Source document below:

These spaetzle, or little egg dumplings, are incredibly good as a side dish with meats or alone with butter and a sprinkle of chopped parsley. They also are great mixed with bacon or ham, or try the dumplings in soups and stews for a special, comfort-food treat. For something so good, the dumplings are quick and easy to make. With white whole-wheat flour, the dumplings are more nutritious than the versions made with white flour. In addition to the extra vitamins and minerals, the whole-wheat dumplings have beneficial fiber. I like the whole-wheat dumplings better than those made with white flour because I think they taste better. The whole-wheat dumpling have a slightly nutty taste, and they have a little more substance and texture than the white flour dumplings. It will take you only a few minutes and no special equipment to mix up the dumplings. You can drop the dumplings into simmering water using a spaetzle maker, a colander with big holes, or just drop the dumplings into the water from a spoon. I've used all three methods, and all work fine. I used a colander to make the dumplings you see in the photos (mostly because my spaetzle maker was in the far reaches of my cupboard, and the colander was close to hand). The dumplings reheat well in the microwave on medium power. Enjoy!

End of Source document.

▶ **To do**
• a. According to the spaetzle text, which three tools can be used to drop the dumplings into simmering water?
• b. Copy the lines of the listing between the line holding "191L69 216L73 219L80" and the end of the listing, both included.
The spaetzle text and the listing are unrelated to each other.

Data in this exercise below:

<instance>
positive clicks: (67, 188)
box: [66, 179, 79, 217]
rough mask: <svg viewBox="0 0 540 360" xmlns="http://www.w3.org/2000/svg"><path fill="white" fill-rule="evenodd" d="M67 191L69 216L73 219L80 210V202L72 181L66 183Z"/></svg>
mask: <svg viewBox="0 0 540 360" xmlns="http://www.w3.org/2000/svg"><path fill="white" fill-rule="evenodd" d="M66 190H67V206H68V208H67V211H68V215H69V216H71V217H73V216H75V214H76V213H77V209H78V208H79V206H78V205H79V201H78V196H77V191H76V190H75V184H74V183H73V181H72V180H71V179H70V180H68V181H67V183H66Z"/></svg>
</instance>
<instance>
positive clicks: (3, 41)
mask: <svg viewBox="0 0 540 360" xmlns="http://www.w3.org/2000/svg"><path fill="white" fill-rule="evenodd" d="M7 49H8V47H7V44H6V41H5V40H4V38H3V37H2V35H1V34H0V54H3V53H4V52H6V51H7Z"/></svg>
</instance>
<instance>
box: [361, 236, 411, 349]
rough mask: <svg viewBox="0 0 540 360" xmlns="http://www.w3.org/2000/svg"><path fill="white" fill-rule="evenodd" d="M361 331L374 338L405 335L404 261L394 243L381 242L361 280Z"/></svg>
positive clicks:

End of Data in this exercise.

▶ **Solutions by task**
• a. A spaetzle maker, a colander with big holes, or a spoon.

• b.
rough mask: <svg viewBox="0 0 540 360" xmlns="http://www.w3.org/2000/svg"><path fill="white" fill-rule="evenodd" d="M67 191L69 216L73 219L80 210V202L72 181L66 183Z"/></svg>
mask: <svg viewBox="0 0 540 360" xmlns="http://www.w3.org/2000/svg"><path fill="white" fill-rule="evenodd" d="M66 190H67V206H68V208H67V211H68V215H69V216H71V217H73V216H75V214H76V213H77V209H78V208H79V206H78V205H79V201H78V196H77V191H76V190H75V184H74V183H73V181H72V180H71V179H70V180H68V181H67V183H66Z"/></svg>
</instance>
<instance>
positive clicks: (3, 41)
mask: <svg viewBox="0 0 540 360" xmlns="http://www.w3.org/2000/svg"><path fill="white" fill-rule="evenodd" d="M7 49H8V47H7V44H6V41H5V40H4V38H3V37H2V35H1V34H0V54H3V53H4V52H6V51H7Z"/></svg>
</instance>
<instance>
box: [361, 236, 411, 349]
rough mask: <svg viewBox="0 0 540 360" xmlns="http://www.w3.org/2000/svg"><path fill="white" fill-rule="evenodd" d="M361 331L374 338L405 335L404 261L394 243L381 242L361 280Z"/></svg>
positive clicks:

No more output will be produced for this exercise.